What the exercise asks: Set down exactly the lines below, starting at the one that contains "box: [231, 45, 245, 67]" and ending at the one that contains "positive clicks: (25, 86) (1, 105)", with both of those lines included and nothing else.

Data shown:
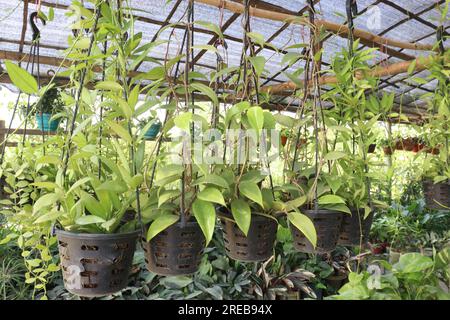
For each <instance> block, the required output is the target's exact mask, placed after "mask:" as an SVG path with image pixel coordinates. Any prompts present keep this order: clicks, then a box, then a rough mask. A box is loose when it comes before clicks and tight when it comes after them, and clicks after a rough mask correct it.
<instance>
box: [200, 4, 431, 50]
mask: <svg viewBox="0 0 450 320" xmlns="http://www.w3.org/2000/svg"><path fill="white" fill-rule="evenodd" d="M194 1H195V2H198V3H203V4H206V5H210V6H215V7H218V8H222V7H223V8H225V9H228V10H230V11H232V12H234V13H243V12H244V10H245V9H244V5H242V4H241V3H237V2H233V1H228V0H194ZM249 14H250V15H251V16H253V17H257V18H262V19H269V20H275V21H282V22H285V23H292V24H300V25H309V21H308V19H306V18H302V17H298V16H294V15H290V14H286V13H282V12H275V11H270V10H264V9H258V8H255V7H250V9H249ZM315 26H316V28H321V27H322V28H324V29H325V30H327V31H330V32H332V33H334V34H336V35H338V36H340V37H345V38H346V37H348V35H349V32H350V31H349V28H348V27H347V26H346V25H343V24H338V23H334V22H330V21H326V20H320V19H317V20H316V21H315ZM353 35H354V37H355V38H359V39H361V40H364V41H366V42H372V43H377V44H379V45H381V46H391V47H397V48H402V49H411V50H423V51H432V50H433V48H434V46H433V45H423V44H418V43H410V42H403V41H398V40H393V39H389V38H385V37H381V36H378V35H375V34H373V33H370V32H367V31H364V30H361V29H354V30H353Z"/></svg>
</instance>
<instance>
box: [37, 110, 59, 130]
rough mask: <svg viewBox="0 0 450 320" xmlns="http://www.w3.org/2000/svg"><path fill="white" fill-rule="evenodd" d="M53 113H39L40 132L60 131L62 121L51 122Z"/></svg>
mask: <svg viewBox="0 0 450 320" xmlns="http://www.w3.org/2000/svg"><path fill="white" fill-rule="evenodd" d="M51 117H52V114H51V113H37V114H36V122H37V125H38V128H39V130H41V131H45V132H55V131H56V130H57V129H58V126H59V123H60V121H61V119H55V120H50V118H51Z"/></svg>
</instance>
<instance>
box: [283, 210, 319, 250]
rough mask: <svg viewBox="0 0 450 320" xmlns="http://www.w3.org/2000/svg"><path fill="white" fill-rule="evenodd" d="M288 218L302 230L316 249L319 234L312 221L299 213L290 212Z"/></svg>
mask: <svg viewBox="0 0 450 320" xmlns="http://www.w3.org/2000/svg"><path fill="white" fill-rule="evenodd" d="M287 217H288V219H289V222H290V223H292V224H293V225H294V226H295V227H296V228H297V229H298V230H300V231H301V232H302V233H303V234H304V235H305V237H306V238H307V239H308V240H309V242H311V244H312V245H313V246H314V248H315V247H316V245H317V233H316V228H315V227H314V224H313V222H312V221H311V219H309V218H308V217H307V216H305V215H304V214H301V213H299V212H289V213H288V214H287Z"/></svg>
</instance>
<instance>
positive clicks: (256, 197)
mask: <svg viewBox="0 0 450 320" xmlns="http://www.w3.org/2000/svg"><path fill="white" fill-rule="evenodd" d="M239 191H240V192H241V193H242V194H243V195H244V196H246V197H247V198H249V199H250V200H253V201H255V202H256V203H257V204H259V205H260V206H261V207H262V208H264V204H263V200H262V194H261V190H260V189H259V187H258V185H257V184H256V183H253V182H250V181H243V182H241V183H239Z"/></svg>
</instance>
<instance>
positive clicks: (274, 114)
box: [273, 113, 295, 128]
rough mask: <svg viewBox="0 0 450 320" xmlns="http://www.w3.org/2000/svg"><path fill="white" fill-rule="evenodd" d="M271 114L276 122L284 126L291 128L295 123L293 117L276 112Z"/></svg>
mask: <svg viewBox="0 0 450 320" xmlns="http://www.w3.org/2000/svg"><path fill="white" fill-rule="evenodd" d="M273 116H274V118H275V120H277V122H278V123H279V124H281V125H282V126H284V127H287V128H292V127H293V126H294V124H295V119H294V118H292V117H289V116H286V115H284V114H281V113H276V114H274V115H273Z"/></svg>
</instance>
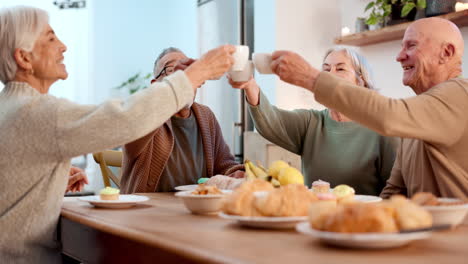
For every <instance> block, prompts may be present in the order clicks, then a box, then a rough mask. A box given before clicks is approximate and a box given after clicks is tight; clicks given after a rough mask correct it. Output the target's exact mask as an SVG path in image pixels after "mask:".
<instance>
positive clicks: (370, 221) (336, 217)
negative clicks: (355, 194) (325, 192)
mask: <svg viewBox="0 0 468 264" xmlns="http://www.w3.org/2000/svg"><path fill="white" fill-rule="evenodd" d="M432 224H433V222H432V216H431V214H430V213H429V212H428V211H427V210H425V209H424V208H423V207H421V206H419V205H417V204H416V203H413V202H412V201H410V200H408V199H406V197H404V196H401V195H395V196H392V197H391V198H390V199H389V200H385V201H382V202H380V203H362V202H354V203H344V204H336V203H335V204H333V203H329V202H327V201H319V202H317V203H313V204H311V206H310V208H309V218H308V222H302V223H299V224H297V226H296V230H297V231H298V232H300V233H303V234H306V235H310V236H313V237H315V238H318V239H319V240H320V241H322V242H324V243H326V244H331V245H334V246H341V247H350V248H367V249H379V248H393V247H399V246H403V245H406V244H408V243H410V242H411V241H414V240H420V239H425V238H428V237H429V236H430V235H431V231H430V229H431V227H432Z"/></svg>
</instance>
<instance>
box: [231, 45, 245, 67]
mask: <svg viewBox="0 0 468 264" xmlns="http://www.w3.org/2000/svg"><path fill="white" fill-rule="evenodd" d="M232 57H233V58H234V64H233V65H232V67H231V71H242V70H244V68H245V66H246V65H247V62H248V61H249V46H242V45H238V46H236V51H235V52H234V53H233V54H232Z"/></svg>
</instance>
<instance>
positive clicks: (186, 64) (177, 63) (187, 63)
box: [174, 58, 195, 71]
mask: <svg viewBox="0 0 468 264" xmlns="http://www.w3.org/2000/svg"><path fill="white" fill-rule="evenodd" d="M194 62H195V60H194V59H192V58H186V59H183V60H179V61H178V62H177V63H176V65H175V66H174V71H177V70H182V71H185V69H187V68H188V67H189V66H190V65H192V63H194Z"/></svg>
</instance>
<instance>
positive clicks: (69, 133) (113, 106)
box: [0, 72, 193, 263]
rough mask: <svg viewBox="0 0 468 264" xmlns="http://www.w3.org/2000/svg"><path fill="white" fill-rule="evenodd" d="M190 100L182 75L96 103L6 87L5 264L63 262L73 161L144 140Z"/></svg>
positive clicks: (25, 86) (1, 105)
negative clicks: (65, 216)
mask: <svg viewBox="0 0 468 264" xmlns="http://www.w3.org/2000/svg"><path fill="white" fill-rule="evenodd" d="M192 98H193V88H192V85H191V83H190V81H189V80H188V78H187V77H186V75H185V74H184V73H183V72H176V73H174V74H173V75H171V76H170V77H167V78H166V79H165V81H164V82H160V83H157V84H154V85H152V86H151V87H150V88H148V89H145V90H143V91H141V92H138V93H135V94H134V95H132V96H130V97H129V98H128V100H109V101H107V102H105V103H103V104H101V105H97V106H96V105H79V104H75V103H73V102H70V101H68V100H65V99H59V98H56V97H54V96H51V95H48V94H40V93H39V92H38V91H37V90H35V89H33V88H32V87H30V86H29V85H28V84H26V83H18V82H10V83H7V84H6V86H5V88H4V89H3V91H2V92H1V93H0V230H1V231H0V232H1V235H0V262H1V263H57V262H61V259H60V255H59V250H58V249H59V245H58V244H57V241H56V232H55V231H56V228H57V221H58V219H59V215H60V207H61V205H62V199H63V195H64V193H65V188H66V185H67V182H68V173H69V170H70V159H71V158H72V157H74V156H78V155H82V154H85V153H91V152H96V151H101V150H105V149H109V148H113V147H116V146H120V145H123V144H125V143H127V142H129V141H132V140H135V139H137V138H140V137H142V136H144V135H146V134H148V133H149V132H151V131H153V130H154V129H155V128H156V127H159V126H161V125H162V124H163V123H164V122H165V121H166V120H167V119H168V118H169V117H171V116H172V115H173V114H174V113H176V112H177V111H179V110H180V109H181V108H182V107H184V106H185V105H187V103H189V102H190V101H191V100H192Z"/></svg>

Response to this task:
box: [231, 45, 245, 67]
mask: <svg viewBox="0 0 468 264" xmlns="http://www.w3.org/2000/svg"><path fill="white" fill-rule="evenodd" d="M232 57H233V58H234V64H233V65H232V67H231V71H242V70H244V68H245V66H246V65H247V62H248V61H249V46H242V45H238V46H236V51H235V52H234V53H233V54H232Z"/></svg>
</instance>
<instance>
positive clicks: (186, 64) (177, 63) (187, 63)
box: [174, 58, 195, 71]
mask: <svg viewBox="0 0 468 264" xmlns="http://www.w3.org/2000/svg"><path fill="white" fill-rule="evenodd" d="M194 62H195V60H194V59H192V58H186V59H183V60H179V61H178V62H177V63H176V65H175V66H174V71H177V70H182V71H185V69H187V68H188V67H189V66H190V65H192V63H194Z"/></svg>
</instance>
<instance>
positive clicks: (69, 133) (113, 106)
box: [0, 72, 193, 263]
rough mask: <svg viewBox="0 0 468 264" xmlns="http://www.w3.org/2000/svg"><path fill="white" fill-rule="evenodd" d="M190 100L182 75L96 103L6 87L5 264L63 262L73 161L144 140Z"/></svg>
positive clicks: (25, 86) (1, 105)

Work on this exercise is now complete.